EXERCISE
Your task is to repeat the entries word for word while leaving out the pictures.

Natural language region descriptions
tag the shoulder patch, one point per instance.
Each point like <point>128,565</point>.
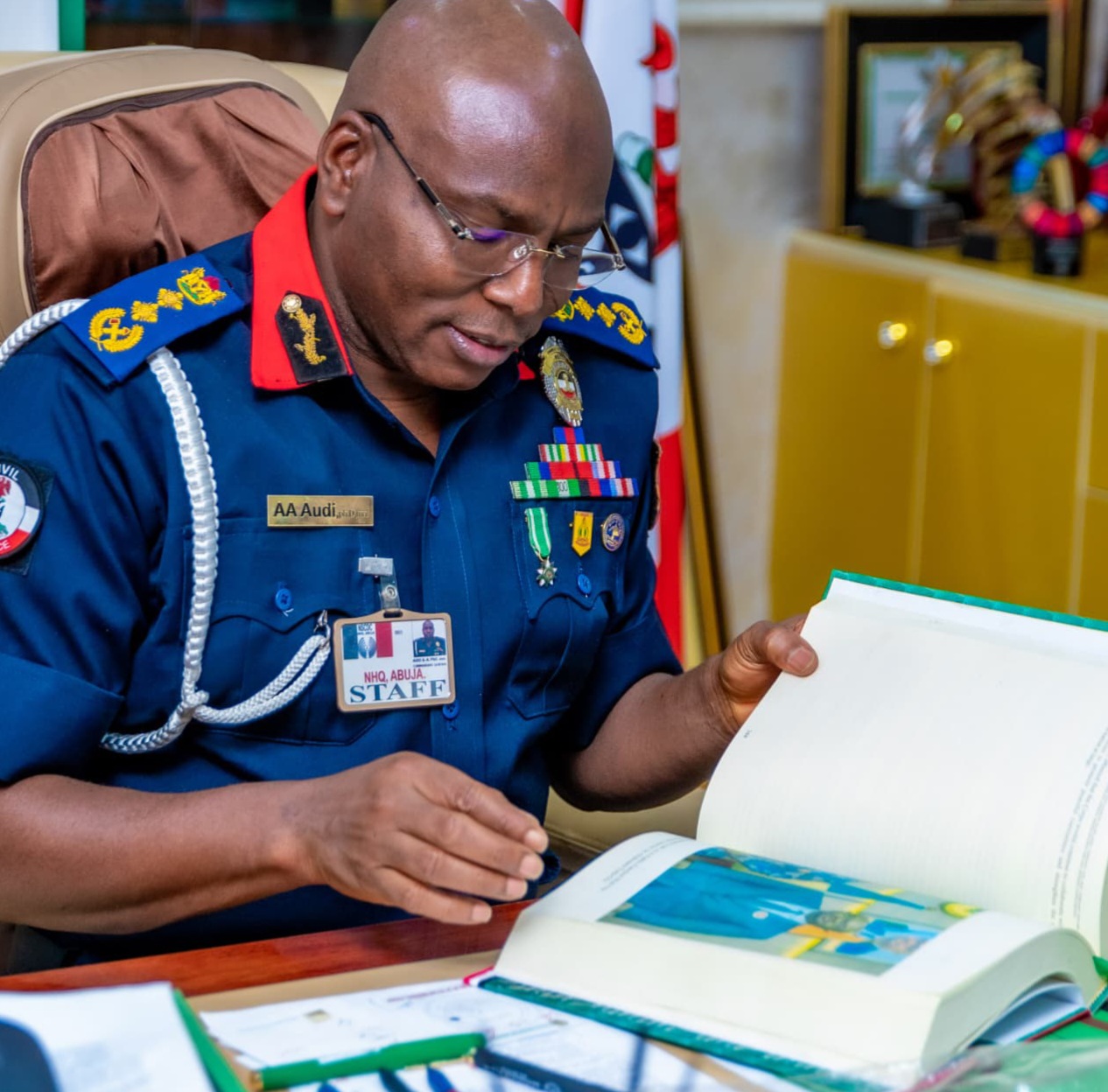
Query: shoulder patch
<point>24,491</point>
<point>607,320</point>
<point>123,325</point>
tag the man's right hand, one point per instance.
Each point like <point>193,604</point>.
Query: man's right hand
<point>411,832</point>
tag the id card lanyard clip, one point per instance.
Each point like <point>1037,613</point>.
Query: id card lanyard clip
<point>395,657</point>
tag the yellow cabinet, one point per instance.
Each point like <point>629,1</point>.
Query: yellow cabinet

WRITTEN ANSWER
tag the shoulder patch, one point per instance.
Each point like <point>128,565</point>.
Query: shoulder patch
<point>24,491</point>
<point>607,320</point>
<point>123,325</point>
tag the man's right hand, one point per instance.
Each point like <point>193,604</point>.
Query: man's right hand
<point>411,832</point>
tag the id card lanyard clip, one point per instance.
Each point like <point>1037,613</point>.
Query: id card lanyard clip
<point>395,657</point>
tag the yellow cabinet, one point per instance.
Each point like <point>629,1</point>.
Query: yellow cabinet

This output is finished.